### Work instructions
Each entry here needs to be given again exactly.

———

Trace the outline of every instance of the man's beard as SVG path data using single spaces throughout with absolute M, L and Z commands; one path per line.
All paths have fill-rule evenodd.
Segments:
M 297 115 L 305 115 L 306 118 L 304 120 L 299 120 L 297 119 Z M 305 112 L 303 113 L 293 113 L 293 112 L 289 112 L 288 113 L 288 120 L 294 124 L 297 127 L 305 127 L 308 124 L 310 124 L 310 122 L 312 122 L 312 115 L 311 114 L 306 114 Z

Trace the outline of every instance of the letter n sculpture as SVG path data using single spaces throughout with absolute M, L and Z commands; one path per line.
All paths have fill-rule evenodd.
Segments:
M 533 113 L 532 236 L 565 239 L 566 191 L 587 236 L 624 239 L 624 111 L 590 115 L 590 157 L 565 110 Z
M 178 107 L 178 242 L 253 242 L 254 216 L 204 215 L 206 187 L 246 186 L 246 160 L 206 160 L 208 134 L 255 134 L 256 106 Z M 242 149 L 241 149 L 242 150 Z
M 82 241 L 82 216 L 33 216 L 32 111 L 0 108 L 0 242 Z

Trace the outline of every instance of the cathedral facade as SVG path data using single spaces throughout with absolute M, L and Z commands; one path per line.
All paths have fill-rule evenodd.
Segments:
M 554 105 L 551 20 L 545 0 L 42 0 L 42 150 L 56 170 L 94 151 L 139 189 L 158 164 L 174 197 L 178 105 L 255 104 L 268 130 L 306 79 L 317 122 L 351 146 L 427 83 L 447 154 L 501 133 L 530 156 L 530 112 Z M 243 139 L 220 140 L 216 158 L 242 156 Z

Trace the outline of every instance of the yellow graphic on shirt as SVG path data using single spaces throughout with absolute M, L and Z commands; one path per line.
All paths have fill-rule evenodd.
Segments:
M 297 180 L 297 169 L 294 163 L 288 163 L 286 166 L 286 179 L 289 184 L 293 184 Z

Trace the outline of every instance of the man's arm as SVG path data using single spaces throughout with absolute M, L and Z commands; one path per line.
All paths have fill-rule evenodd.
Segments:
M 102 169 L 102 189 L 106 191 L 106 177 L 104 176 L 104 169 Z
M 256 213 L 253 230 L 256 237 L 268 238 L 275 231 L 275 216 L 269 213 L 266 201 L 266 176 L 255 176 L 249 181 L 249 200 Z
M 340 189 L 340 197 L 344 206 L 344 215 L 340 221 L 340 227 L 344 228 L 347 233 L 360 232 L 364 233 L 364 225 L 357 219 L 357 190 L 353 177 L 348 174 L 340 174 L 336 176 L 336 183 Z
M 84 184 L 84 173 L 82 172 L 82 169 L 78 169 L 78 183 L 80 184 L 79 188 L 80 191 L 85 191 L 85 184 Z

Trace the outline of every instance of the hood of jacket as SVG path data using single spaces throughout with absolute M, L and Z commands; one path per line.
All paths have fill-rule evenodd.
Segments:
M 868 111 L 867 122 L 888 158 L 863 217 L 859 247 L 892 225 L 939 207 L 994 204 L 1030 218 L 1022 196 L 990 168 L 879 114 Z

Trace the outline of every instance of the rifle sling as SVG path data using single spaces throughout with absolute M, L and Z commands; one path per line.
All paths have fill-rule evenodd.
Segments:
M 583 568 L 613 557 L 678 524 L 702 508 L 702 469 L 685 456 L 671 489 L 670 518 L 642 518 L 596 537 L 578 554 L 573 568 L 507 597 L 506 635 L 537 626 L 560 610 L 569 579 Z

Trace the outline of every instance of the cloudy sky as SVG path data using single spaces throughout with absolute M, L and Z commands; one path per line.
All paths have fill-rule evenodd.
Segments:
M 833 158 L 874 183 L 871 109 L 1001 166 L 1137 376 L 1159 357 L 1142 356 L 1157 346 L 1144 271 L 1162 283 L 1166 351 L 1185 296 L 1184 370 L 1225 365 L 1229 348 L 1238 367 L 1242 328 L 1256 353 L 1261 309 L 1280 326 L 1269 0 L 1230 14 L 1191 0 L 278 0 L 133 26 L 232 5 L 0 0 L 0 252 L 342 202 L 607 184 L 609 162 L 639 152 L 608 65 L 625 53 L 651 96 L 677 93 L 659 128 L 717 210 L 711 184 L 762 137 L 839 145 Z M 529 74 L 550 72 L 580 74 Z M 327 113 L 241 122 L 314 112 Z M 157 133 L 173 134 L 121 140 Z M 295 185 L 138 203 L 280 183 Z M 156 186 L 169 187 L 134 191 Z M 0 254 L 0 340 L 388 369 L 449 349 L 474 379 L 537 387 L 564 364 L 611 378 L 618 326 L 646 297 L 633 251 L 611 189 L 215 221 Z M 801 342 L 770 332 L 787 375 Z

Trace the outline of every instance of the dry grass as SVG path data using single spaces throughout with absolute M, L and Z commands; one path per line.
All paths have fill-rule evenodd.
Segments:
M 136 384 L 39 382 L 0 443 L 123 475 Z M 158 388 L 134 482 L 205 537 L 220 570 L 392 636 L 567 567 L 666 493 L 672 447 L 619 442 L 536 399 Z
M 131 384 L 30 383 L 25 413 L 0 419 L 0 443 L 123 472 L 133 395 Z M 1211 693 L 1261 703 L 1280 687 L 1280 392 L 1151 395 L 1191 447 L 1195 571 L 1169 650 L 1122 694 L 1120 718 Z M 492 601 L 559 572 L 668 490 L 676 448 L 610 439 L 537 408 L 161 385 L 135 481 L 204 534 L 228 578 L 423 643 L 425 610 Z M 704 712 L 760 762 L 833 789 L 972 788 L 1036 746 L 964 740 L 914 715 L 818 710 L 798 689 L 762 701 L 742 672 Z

———

### Your response
Trace the outline of every instance of the man's beard as SVG path data using single spaces throughout with absolute M, L and Z commands; one path per line.
All paths have fill-rule evenodd.
Segments:
M 297 115 L 305 115 L 306 118 L 304 120 L 299 120 L 297 119 Z M 305 112 L 303 113 L 293 113 L 293 112 L 289 112 L 288 113 L 288 120 L 294 124 L 297 127 L 305 127 L 308 124 L 310 124 L 310 122 L 312 122 L 312 115 L 311 114 L 306 114 Z

Trace the outline of every instance of the letter n sculpture as SVG path data using single spaces throughout with absolute M, L and Z commands; one path per line.
All paths have fill-rule evenodd.
Segments:
M 533 113 L 532 236 L 565 239 L 566 191 L 587 236 L 624 239 L 624 111 L 590 115 L 590 157 L 565 110 Z
M 178 107 L 178 242 L 253 242 L 254 216 L 204 215 L 206 187 L 246 186 L 246 160 L 206 160 L 208 134 L 255 134 L 256 106 Z M 242 149 L 241 149 L 242 150 Z
M 82 241 L 82 216 L 33 216 L 32 111 L 0 108 L 0 242 Z

Trace the outline of every instance of the cathedral facade as SVG path data using single spaces throughout with absolute M, L and Z commands; one path per line.
All paths have fill-rule evenodd.
Segments:
M 554 105 L 551 20 L 545 0 L 42 0 L 42 150 L 56 170 L 94 151 L 139 189 L 158 164 L 174 197 L 178 105 L 255 104 L 268 130 L 306 79 L 317 122 L 351 146 L 427 83 L 447 154 L 501 133 L 530 156 L 530 112 Z M 243 139 L 220 140 L 216 158 L 242 156 Z

Trace the outline of every instance of the yellow graphic on shirt as SVG path data using single spaces throughout with absolute M, L and Z commands; one path per line.
All paths have fill-rule evenodd.
Segments:
M 297 180 L 297 169 L 294 163 L 288 163 L 286 166 L 286 179 L 289 184 L 293 184 Z

Trace the outline of every instance of the man's arm as SVG path data using single spaces throughout with absolute M, L and Z commands; one path per line.
All paths have fill-rule evenodd.
Segments:
M 102 169 L 102 189 L 106 191 L 106 177 L 104 176 L 104 169 Z
M 256 213 L 253 230 L 256 237 L 268 238 L 275 231 L 275 216 L 269 213 L 266 201 L 266 176 L 255 176 L 249 181 L 249 200 Z
M 340 189 L 340 197 L 344 206 L 344 215 L 340 221 L 340 227 L 344 228 L 347 233 L 360 232 L 364 233 L 364 225 L 357 219 L 357 190 L 353 177 L 348 174 L 340 174 L 336 176 L 336 183 Z
M 84 184 L 84 173 L 82 172 L 82 169 L 78 169 L 78 183 L 80 184 L 79 188 L 80 191 L 85 191 L 85 184 Z

Trace the outline of every instance of the hood of jacket as SVG path data using single spaces throughout with absolute M, L and Z commands; one path per line.
All paths have fill-rule evenodd.
Segments:
M 868 111 L 867 122 L 888 158 L 863 217 L 859 247 L 892 225 L 939 207 L 994 204 L 1030 218 L 1022 196 L 990 168 L 879 114 Z

Trace the outline of every instance of the rifle sling as SVG path data using single spaces throughout with absolute M, L and Z commands; one path per line.
All paths have fill-rule evenodd.
Segments:
M 583 568 L 613 557 L 678 524 L 702 508 L 702 469 L 685 456 L 671 489 L 670 518 L 642 518 L 596 537 L 578 554 L 573 568 L 507 597 L 506 635 L 537 626 L 560 610 L 569 579 Z

Trace the outline of every instance of the cloudy sky as SVG path data using single spaces throughout with absolute M, L and Z commands; one path per line.
All paths have fill-rule evenodd.
Segments:
M 833 158 L 874 183 L 871 109 L 1001 166 L 1137 376 L 1159 357 L 1142 356 L 1157 346 L 1144 271 L 1162 283 L 1166 351 L 1185 296 L 1184 370 L 1225 365 L 1229 348 L 1238 367 L 1242 328 L 1256 353 L 1261 309 L 1280 326 L 1269 0 L 1230 14 L 1191 0 L 278 0 L 133 26 L 232 5 L 0 0 L 0 252 L 342 202 L 607 184 L 609 162 L 639 152 L 608 65 L 625 53 L 651 96 L 677 93 L 659 128 L 717 210 L 711 184 L 762 137 L 839 145 Z M 529 74 L 550 72 L 580 74 Z M 327 113 L 241 122 L 314 112 Z M 157 133 L 173 134 L 121 140 Z M 295 185 L 138 203 L 280 183 Z M 156 186 L 169 187 L 134 191 Z M 0 254 L 0 340 L 388 369 L 449 349 L 474 379 L 537 387 L 564 364 L 611 378 L 618 326 L 646 297 L 633 251 L 611 189 L 215 221 Z M 801 342 L 770 332 L 787 375 Z

Trace the outline of every instance of the dry grass as SVG path data using single spaces throughout with absolute M, L and Z commands; one path per line.
All paths have fill-rule evenodd.
Segments:
M 136 384 L 39 382 L 0 443 L 123 475 Z M 158 388 L 134 482 L 205 537 L 220 570 L 392 636 L 567 567 L 666 493 L 672 447 L 619 442 L 536 399 Z
M 131 384 L 30 383 L 25 413 L 0 419 L 0 443 L 123 472 L 133 395 Z M 1211 693 L 1261 703 L 1280 687 L 1280 392 L 1151 395 L 1191 447 L 1195 571 L 1169 650 L 1122 694 L 1120 718 Z M 492 601 L 559 572 L 668 490 L 676 448 L 610 439 L 537 408 L 161 385 L 135 481 L 204 534 L 228 578 L 423 643 L 425 610 Z M 704 712 L 760 762 L 833 789 L 972 788 L 1036 746 L 964 740 L 914 715 L 818 710 L 798 689 L 762 701 L 742 672 Z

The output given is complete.